REQUIREMENT —
Copy the part of the Pegasus tetrabelos text that starts at "Species of fish" and ends at "2003 and 2005.", word for word.

GIVEN TEXT —
Scientific classification
- Kingdom: Animalia
- Phylum: Chordata
- Class: Actinopterygii
- Order: Syngnathiformes
- Family: Pegasidae
- Genus: Pegasus
- Species: P. tetrabelos
- Binomial name: Pegasus tetrabelos Osterhage, Pogonoski, Appleyard & W. T. White, 2016

= Pegasus tetrabelos =

- Authority: Osterhage, Pogonoski, Appleyard & W. T. White, 2016
- Conservation status: DD

Species of fish

Pegasus tetrabelos is a species of coastal sea moth which occurs over muddy and sandy substrates in seas off northeastern Australia. It was described in 2016, separated from the more widespread and sympatric P. volitans.

There have been no devoted surveys or population approximations for this particular species. The species is described from 135 specimens that were gathered in scientific trawl surveys between 2003 and 2005.

DATA EXCERPTS —
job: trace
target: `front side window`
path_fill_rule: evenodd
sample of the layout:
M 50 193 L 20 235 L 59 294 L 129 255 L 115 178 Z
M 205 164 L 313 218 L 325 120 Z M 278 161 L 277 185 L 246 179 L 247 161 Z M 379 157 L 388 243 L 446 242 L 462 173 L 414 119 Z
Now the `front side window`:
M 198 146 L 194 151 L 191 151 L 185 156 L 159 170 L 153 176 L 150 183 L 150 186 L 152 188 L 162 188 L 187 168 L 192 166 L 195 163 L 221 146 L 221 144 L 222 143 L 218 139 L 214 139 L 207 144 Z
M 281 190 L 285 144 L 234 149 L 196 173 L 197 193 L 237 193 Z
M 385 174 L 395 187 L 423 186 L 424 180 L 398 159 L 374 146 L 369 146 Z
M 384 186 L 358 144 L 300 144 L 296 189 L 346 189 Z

RESPONSE BOX —
Species of fish

Pegasus tetrabelos is a species of coastal sea moth which occurs over muddy and sandy substrates in seas off northeastern Australia. It was described in 2016, separated from the more widespread and sympatric P. volitans.

There have been no devoted surveys or population approximations for this particular species. The species is described from 135 specimens that were gathered in scientific trawl surveys between 2003 and 2005.